Von welcher auf welche Größe muss das Logo im Forumsthread über Probleme mit der Schärfe herunterskaliert werden?

▶ **Textauszug**
/---

# Probleme mit Schärfe



## Paddy2Fast (3. März 2008)

Hi!

Habe ein problem und zwar, bin ich grad an nem logodesign dran.
Dieses Logo wird mit der gd_lib auf Bilder dann eingebrannt. Unser altes Logo (.gif) sah auch super aus.

Habe mit CorelDraw nun ein neues gemacht welches auch wunderbar scharf ist. Exportier ich es, egal als was png oder gif (Ich muss es runterskalieren von 600 auf 150 pixel, aber schon beim exportieren) werden die striche "ratterig". Eingebrannt sieht das Logo miserabel aus.

An was liegt das? Das alte Logo ist ein .gif gewesen und "indiziert" irgendwie, sagt mir Photoshop.

Ich hoffe ihr könnt mir helfen!


----------



## ink (3. März 2008)

Hmm, hast du vielleicht n Beispielbild?
So auf Anhieb würde ich sagen, dass die Striche einfach durch die
extreme Verkleinerung "abreißen".
Lösung könnte sein dass du die Strichstärke einfach erhöhst.
Ist nur mein erster Gedanke.

mfg


----------



## Jan-Frederik Stieler (4. März 2008)

HI,
was genau meinst du mir "ratterig"?.
Vielleicht hast du ja das Antialising beim Exportieren ausgeschaltet?
Und was die indizierten Farben angeht das kannst du hier nachlesen:
http://de.wikipedia.org/wiki/Indizierte_Farben

Viele Grüße


----------

\---

Datensätze mit Koordinatenannotationen

/---

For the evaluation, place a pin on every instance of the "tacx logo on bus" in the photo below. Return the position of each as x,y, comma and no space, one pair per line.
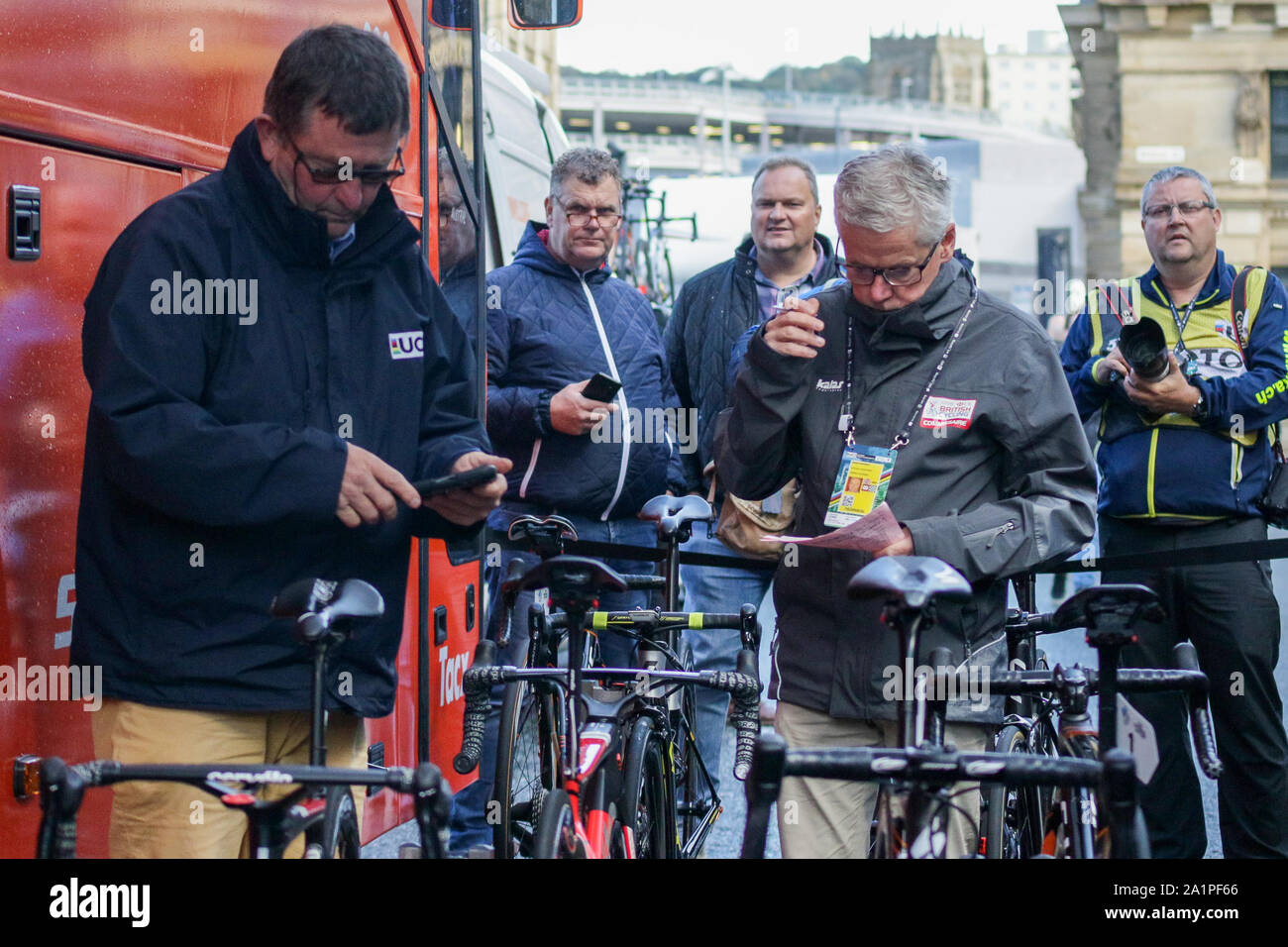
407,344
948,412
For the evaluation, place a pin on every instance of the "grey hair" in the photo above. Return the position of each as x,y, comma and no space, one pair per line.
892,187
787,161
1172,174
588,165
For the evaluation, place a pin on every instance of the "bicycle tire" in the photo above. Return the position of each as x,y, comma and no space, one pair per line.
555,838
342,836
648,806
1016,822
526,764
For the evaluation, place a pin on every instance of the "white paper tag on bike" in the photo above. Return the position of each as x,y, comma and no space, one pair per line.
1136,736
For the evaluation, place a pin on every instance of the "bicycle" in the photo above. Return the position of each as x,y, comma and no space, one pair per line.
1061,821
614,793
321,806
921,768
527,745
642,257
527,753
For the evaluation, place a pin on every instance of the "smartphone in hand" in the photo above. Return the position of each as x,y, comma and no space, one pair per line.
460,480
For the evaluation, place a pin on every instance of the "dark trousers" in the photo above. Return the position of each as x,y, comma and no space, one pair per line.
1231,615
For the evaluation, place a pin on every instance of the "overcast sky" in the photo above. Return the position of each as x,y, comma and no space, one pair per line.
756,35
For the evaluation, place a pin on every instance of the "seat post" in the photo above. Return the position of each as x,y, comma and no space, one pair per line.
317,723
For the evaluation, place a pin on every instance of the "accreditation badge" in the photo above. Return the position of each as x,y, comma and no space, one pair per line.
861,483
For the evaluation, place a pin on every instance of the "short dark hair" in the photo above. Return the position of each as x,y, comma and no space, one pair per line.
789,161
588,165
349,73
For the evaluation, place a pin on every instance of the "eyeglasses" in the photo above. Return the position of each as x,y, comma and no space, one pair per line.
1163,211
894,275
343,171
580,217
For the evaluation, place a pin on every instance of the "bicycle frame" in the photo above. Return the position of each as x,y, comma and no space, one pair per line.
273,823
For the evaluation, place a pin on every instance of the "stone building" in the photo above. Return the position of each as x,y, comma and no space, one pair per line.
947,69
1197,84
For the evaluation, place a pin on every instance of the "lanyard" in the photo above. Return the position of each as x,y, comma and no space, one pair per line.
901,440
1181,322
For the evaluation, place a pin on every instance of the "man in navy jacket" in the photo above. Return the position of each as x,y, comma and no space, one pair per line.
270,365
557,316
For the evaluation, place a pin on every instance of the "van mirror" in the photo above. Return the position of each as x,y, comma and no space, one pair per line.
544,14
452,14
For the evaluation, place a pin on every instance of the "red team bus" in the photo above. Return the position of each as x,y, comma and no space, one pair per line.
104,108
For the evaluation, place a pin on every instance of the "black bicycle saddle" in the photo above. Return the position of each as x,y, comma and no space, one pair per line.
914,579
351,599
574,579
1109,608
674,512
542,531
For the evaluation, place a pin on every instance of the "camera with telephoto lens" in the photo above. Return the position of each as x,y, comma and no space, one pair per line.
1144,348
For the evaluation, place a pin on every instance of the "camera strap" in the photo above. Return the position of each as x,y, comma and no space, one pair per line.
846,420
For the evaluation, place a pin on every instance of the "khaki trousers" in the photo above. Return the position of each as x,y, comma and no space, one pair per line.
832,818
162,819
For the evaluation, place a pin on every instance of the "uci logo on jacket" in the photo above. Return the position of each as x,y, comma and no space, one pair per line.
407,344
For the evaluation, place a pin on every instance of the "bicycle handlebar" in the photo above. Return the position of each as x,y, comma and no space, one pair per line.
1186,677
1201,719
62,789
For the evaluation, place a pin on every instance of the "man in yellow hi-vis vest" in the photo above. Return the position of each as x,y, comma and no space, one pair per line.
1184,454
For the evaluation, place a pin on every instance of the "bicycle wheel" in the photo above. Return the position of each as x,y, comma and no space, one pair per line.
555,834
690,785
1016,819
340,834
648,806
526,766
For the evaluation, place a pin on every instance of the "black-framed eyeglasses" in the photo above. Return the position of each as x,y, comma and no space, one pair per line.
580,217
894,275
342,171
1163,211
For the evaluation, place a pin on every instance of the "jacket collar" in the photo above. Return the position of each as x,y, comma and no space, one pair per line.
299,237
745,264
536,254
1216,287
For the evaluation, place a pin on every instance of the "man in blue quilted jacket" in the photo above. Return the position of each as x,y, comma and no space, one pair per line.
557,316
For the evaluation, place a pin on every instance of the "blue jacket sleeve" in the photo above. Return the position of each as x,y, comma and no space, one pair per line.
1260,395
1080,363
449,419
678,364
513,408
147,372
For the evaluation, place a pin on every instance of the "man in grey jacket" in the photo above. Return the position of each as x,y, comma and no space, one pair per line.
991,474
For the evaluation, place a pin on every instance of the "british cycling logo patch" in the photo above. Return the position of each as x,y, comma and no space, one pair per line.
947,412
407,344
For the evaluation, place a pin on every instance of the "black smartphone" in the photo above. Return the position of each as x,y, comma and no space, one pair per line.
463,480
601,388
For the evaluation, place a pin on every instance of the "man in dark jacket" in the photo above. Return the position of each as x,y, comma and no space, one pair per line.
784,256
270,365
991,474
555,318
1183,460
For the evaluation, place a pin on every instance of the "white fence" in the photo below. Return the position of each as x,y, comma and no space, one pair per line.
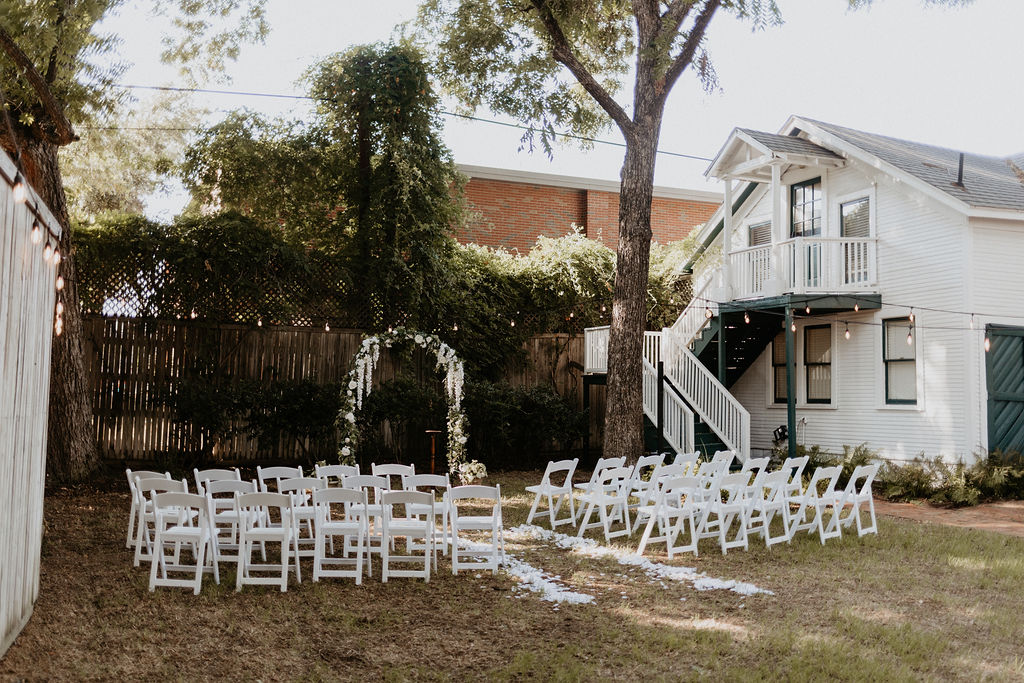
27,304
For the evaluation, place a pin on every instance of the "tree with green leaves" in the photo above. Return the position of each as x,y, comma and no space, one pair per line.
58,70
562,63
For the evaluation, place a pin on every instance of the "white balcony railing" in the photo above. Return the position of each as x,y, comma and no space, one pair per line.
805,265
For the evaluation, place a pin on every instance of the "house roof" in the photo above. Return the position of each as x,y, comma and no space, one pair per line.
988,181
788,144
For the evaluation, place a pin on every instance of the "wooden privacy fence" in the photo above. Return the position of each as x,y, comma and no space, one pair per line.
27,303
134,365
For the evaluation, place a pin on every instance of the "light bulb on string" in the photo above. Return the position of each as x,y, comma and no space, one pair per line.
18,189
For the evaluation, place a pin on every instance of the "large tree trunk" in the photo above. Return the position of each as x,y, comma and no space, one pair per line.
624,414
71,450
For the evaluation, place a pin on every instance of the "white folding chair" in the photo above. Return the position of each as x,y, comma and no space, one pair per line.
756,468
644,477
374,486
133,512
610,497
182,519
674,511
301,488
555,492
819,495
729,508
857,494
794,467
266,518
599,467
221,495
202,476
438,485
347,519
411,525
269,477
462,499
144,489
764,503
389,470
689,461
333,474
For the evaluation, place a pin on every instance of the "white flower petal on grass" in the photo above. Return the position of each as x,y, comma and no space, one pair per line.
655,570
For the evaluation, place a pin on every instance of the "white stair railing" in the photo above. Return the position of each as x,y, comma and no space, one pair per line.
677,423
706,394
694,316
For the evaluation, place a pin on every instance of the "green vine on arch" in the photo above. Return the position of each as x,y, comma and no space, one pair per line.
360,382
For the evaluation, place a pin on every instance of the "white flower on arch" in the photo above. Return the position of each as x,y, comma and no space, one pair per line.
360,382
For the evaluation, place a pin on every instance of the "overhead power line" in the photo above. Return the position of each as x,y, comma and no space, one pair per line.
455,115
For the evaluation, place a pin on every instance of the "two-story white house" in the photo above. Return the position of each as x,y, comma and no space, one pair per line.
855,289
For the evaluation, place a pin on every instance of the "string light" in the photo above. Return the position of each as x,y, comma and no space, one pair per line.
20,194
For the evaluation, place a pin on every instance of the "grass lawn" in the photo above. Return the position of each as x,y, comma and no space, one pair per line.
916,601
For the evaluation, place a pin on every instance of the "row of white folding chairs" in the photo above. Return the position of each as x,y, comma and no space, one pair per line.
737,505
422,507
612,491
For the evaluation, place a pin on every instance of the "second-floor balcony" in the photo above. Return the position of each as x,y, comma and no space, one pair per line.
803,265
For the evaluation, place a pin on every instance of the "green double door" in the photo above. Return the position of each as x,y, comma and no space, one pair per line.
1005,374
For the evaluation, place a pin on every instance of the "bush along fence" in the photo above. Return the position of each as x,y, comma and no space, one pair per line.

\---

▶ **Lösung**
Von 600 auf 150 Pixel.